=== SET EXERCISE ===
Below is a listing to transcribe in full and exactly; keep the pictures out.

>> Begin DATA SECTION

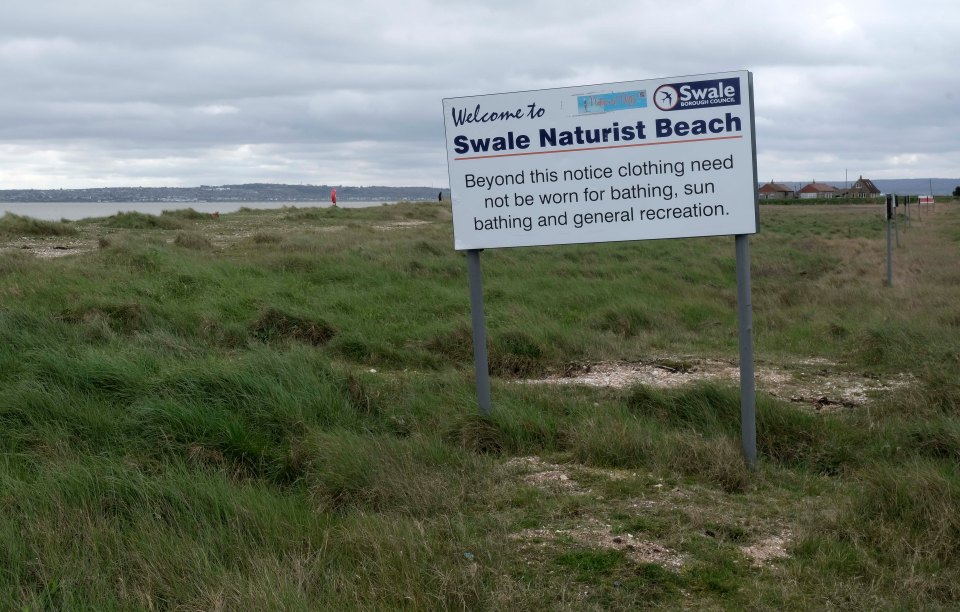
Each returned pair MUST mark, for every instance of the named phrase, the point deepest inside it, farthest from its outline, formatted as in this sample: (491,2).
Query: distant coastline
(251,192)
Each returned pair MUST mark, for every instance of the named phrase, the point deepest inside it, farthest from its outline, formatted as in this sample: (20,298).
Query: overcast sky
(189,92)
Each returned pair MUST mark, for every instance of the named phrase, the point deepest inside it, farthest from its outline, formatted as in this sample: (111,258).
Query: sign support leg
(748,396)
(480,364)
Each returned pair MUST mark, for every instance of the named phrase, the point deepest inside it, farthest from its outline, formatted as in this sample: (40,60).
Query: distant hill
(898,186)
(252,192)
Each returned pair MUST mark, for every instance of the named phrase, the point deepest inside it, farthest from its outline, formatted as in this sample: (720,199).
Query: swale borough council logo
(666,97)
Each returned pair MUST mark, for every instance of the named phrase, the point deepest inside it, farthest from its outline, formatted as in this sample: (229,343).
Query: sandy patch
(768,549)
(51,251)
(400,225)
(594,534)
(815,382)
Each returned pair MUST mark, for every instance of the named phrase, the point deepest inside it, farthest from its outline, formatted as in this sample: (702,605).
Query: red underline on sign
(642,144)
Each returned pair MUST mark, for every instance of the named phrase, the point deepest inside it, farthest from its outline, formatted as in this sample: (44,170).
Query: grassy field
(275,410)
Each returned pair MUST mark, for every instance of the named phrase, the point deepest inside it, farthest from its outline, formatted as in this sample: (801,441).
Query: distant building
(863,188)
(818,190)
(777,191)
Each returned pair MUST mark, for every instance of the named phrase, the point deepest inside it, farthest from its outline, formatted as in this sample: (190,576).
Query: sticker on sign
(597,163)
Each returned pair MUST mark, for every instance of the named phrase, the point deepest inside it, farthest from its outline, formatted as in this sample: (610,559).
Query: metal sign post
(890,213)
(480,361)
(896,221)
(748,394)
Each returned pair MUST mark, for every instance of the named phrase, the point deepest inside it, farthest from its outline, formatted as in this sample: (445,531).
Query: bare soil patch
(818,383)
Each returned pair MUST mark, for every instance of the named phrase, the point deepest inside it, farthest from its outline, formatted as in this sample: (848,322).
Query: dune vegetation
(276,410)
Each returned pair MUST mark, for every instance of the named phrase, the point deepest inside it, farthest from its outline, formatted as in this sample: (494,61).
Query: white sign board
(663,158)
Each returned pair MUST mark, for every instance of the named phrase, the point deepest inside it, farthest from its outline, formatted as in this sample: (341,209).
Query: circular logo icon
(666,97)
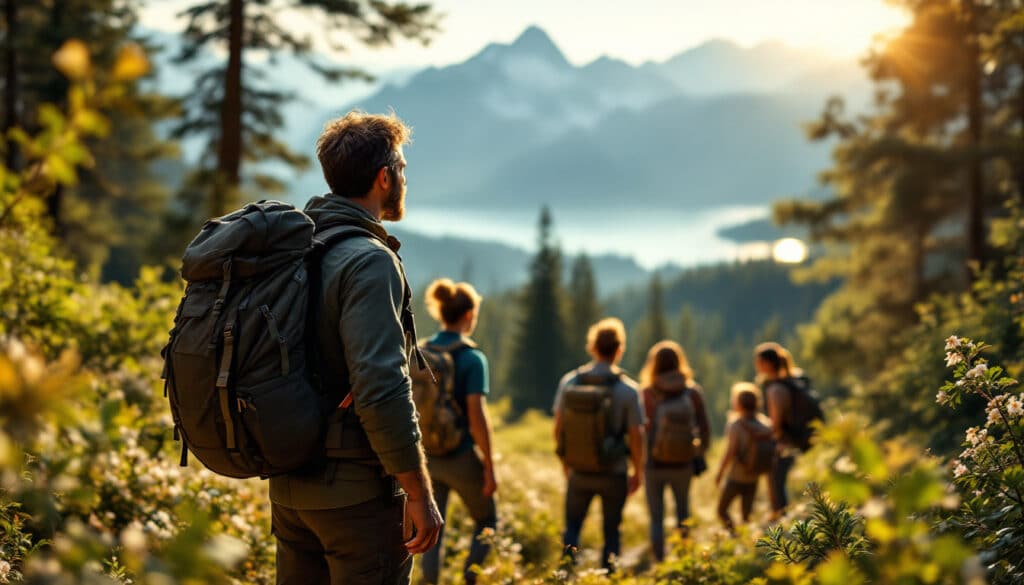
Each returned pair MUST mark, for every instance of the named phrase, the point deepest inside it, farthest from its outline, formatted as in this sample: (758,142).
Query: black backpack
(805,409)
(244,397)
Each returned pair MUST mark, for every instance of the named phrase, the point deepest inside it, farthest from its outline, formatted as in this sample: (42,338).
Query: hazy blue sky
(635,31)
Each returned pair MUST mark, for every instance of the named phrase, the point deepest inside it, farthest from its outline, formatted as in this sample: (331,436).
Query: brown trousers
(359,544)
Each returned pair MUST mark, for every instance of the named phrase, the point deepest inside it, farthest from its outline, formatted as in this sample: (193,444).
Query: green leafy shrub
(989,472)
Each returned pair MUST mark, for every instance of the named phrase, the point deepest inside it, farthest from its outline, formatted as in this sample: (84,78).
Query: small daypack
(442,422)
(588,441)
(805,409)
(759,456)
(674,433)
(243,400)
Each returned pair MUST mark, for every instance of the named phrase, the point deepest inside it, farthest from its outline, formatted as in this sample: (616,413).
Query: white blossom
(960,469)
(845,465)
(993,417)
(977,372)
(1015,407)
(976,435)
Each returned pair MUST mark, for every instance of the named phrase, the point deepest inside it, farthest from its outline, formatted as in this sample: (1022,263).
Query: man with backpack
(598,432)
(793,408)
(345,524)
(289,360)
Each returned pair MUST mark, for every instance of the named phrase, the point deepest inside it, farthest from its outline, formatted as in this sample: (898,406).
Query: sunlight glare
(790,251)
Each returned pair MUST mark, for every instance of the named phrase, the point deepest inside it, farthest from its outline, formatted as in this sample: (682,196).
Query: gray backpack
(244,395)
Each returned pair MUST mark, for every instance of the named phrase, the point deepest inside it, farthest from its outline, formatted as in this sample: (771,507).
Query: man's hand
(489,484)
(427,521)
(634,483)
(421,510)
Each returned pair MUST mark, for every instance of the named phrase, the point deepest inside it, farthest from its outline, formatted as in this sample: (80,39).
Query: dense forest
(909,316)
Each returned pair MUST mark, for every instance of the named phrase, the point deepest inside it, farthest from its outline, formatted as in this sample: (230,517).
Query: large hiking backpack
(442,423)
(760,454)
(236,365)
(674,428)
(805,409)
(588,442)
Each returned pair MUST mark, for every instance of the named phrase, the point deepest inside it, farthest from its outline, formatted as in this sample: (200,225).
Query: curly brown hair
(352,149)
(665,357)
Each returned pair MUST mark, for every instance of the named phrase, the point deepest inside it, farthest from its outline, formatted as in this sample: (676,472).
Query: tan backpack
(442,422)
(587,441)
(674,433)
(759,456)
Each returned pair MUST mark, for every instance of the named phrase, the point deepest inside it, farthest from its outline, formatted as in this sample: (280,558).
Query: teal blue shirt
(471,376)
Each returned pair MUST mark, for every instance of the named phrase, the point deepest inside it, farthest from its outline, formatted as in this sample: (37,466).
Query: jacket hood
(331,211)
(671,382)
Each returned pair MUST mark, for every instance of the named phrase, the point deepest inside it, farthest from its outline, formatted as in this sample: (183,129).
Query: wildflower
(993,417)
(845,465)
(975,435)
(1015,407)
(960,469)
(977,372)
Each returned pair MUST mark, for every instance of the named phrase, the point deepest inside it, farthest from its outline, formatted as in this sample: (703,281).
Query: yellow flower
(73,59)
(131,64)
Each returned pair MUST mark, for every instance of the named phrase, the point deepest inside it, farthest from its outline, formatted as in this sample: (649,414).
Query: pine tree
(540,349)
(117,202)
(907,197)
(584,306)
(237,109)
(653,327)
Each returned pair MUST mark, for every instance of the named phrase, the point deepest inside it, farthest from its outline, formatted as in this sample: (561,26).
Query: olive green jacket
(363,347)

>> End DATA SECTION

=== FINISHED EXERCISE ===
Each returned pair MUST mark, for every instance of the named phrase, the point deepest inside it, farthest from its outline, formatted as in this sample: (491,2).
Query: distant coastline
(251,192)
Each returned pair MUST mark, for every instance of the named phrase, the point deepest inside it, farthest from its outline, formatted as in this sample: (20,298).
Query: overcast sky
(189,92)
Each returned pair MUST mark, for every instance of the named phrase, the point deepest inside it, farthest from its outline, formatted as in this sample: (111,258).
Query: sign support leg
(748,396)
(480,364)
Each returned pair MUST mark, for every instance of the named phrase, the point deepest inside it, farthest from its outline, formatted as in this sample: (40,60).
Query: distant hill
(898,186)
(252,192)
Each returned pair MUST mark, for every instance of the named phrase, the point deepest inside it, farthest from its outline, formatted as in this sample: (720,199).
Query: swale borough council logo
(666,97)
Each returned pair MUST mark, for every instance of the named phrase, the point deepest inside it, farthest from its outline, formatted as in this sample: (229,343).
Query: sandy patch
(768,549)
(51,251)
(400,225)
(594,534)
(815,382)
Each returned pair MUST mark, for every instance of the named phrase, the point deepest inside it, farthest from its outline, formatted as in this sample: (702,605).
Query: red underline on sign
(642,144)
Each returned pair MUST mark, for every instance of the named phrase, the point deepest inside it, farthest from its outline, formatted as in this sample: (44,170).
Query: grassy field
(275,410)
Each returned pair MUST mark, for every instance of the named phrase, the point deepest inside it, farthest from its outline, formatted as in this sample: (801,441).
Query: distant building
(863,188)
(818,190)
(777,191)
Each returned pair MUST mark, for every instance of the named phrase, the point deepest inside it, farthest from its outline, formatted as in this sample: (190,576).
Query: sticker on sign
(597,163)
Each returned pair MUST mark, for every instance of the named phrase, the point deepest inside it, farthest from its outline, formatted as in this sample: (610,559).
Query: metal sign post
(890,213)
(480,361)
(896,221)
(748,394)
Each returned pair MUST mark, for every instance of the named phrase, the point deepest inside it, farthest from its outline, formatted as in this sample: (445,531).
Query: bare soil patch
(818,383)
Each returned pair MUST mark, for every instance of the named phrase, the point deepest inside it, farthest from its outline, formatted as in this sample: (848,322).
Query: dune vegetation
(276,410)
Each returned pair MUST mark, for every instance of the named phrase, the point deepest inside it, farthest from its outline, formatted as in this sample: (494,61).
Query: white sign board
(663,158)
Each returned pair MUST mark, for every instance of the named phrase, the point deepest inside it, farthest from its outline, formatted as in this sample: (341,209).
Query: circular logo icon
(666,97)
Each returned pair MUST mark, for every instance of the named phrase, the point deepest inside it, farthest from its outline, formatted as in this sample: (758,142).
Query: black backpack
(805,409)
(244,397)
Each returned pair MUST mark, for every instance of the named phrase, the point deepest inside it, farthest from its outline, formatted as in this sample: (42,338).
Query: hazy blue sky
(635,31)
Each returned pair MUST mark, for every instance of the named phrase, the point deepest inside it, farthest from its outline, formatted as in this sample: (331,436).
Query: brown trousers
(359,544)
Each returned pair MUST mark, for every instance of the named phrase, the point deepest inside it, farthest from its outline, formatted as in this sample: (193,444).
Query: green leafy shrub
(989,472)
Each returned pair MUST mark, for every instance of the named phrase, the point deepest inside it, farthest from its outline, formatted as in this sample: (84,78).
Query: small daypack
(442,422)
(588,441)
(805,409)
(759,456)
(674,433)
(243,400)
Each returned pair MUST mark, for every instance of the named phrase, the point deepest inside it, farthest from its outline, formatted as in this sample: (616,413).
Query: white blossom
(960,469)
(845,465)
(993,417)
(977,372)
(1015,407)
(976,435)
Each returned pair MUST mark, for every instance of the named phrase, the point deepest inside it, farthest from its outline, formatted as in this sample: (1022,263).
Query: man with backpack
(598,432)
(793,408)
(345,524)
(289,360)
Each returned pair MUST mark, for every instance of the named phrase, the point deepest inside it, farthest from its outline, formatted as in this sample: (898,406).
Query: sunlight glare
(790,251)
Each returned pair MUST mark, for every instance of the named phrase, the point deepest inside it, farthest from its outline, formatted as in this sample: (682,196).
Query: gray backpack
(244,395)
Each returned pair MUST mark, for every instance of the named phrase, the point deepest inside it, farthest from its outline, formatted as in this sample: (771,507).
Query: man's hand
(489,484)
(427,521)
(634,483)
(421,510)
Each returned pair MUST mark, for every instance of the named phrase, the point deepest inside it, farthest from its outline, formatted as in this sample: (80,39).
Query: dense forest
(909,316)
Each returned pair MUST mark, for every instance of the named phrase, the point deepest inside it, farthest from its outline, formatted as in this sample: (230,517).
Query: large hiking backpack
(442,423)
(760,454)
(236,365)
(674,428)
(805,409)
(588,442)
Each returned pair MUST mark, for every instance of the named phrase, the point deepest inside it, farthest from its outline, formatted as in this sample: (200,225).
Query: curly brown hair
(352,149)
(665,357)
Each returned pair MUST mark, for every instance of the named phrase, the point deepest inside it, farthest from its outline, formatted as in this sample: (676,472).
Query: tan backpack
(442,422)
(587,441)
(674,433)
(759,456)
Each returned pair MUST mark, for every instance of the named phrase, the point deepest inside it, farthest from its outline, formatted as in this sample: (280,558).
Query: teal blue shirt
(471,376)
Each returned pair MUST mark, for every instance of the named phrase, the point deepest inside it, farthest from its outline, formatted as in this sample: (37,466).
Query: jacket hood
(331,211)
(671,382)
Each returned pair MUST mark, for every instance of the named phrase, the point deepest inside it, farthest from its outline, formatted as in this sample: (183,129).
Query: wildflower
(993,417)
(845,465)
(975,435)
(1015,407)
(960,469)
(977,372)
Each returned pair MUST mark, for every instance of the named phrase, the point deepest inside it, farthest from its outline, formatted as in this sample: (703,281).
Query: yellow flower
(73,59)
(131,64)
Each returned pair MUST mark, for every instance of the named phrase, the point deepest inside it, farthest from its outline, formatted as in this sample: (649,414).
Query: pine tree
(540,349)
(117,202)
(907,197)
(584,306)
(237,109)
(653,327)
Each returned pair MUST mark, for every instance of the named phrase, the point deepest inside it, farthest from its outline, formatted as in this sample: (561,26).
Query: olive green jacket
(363,347)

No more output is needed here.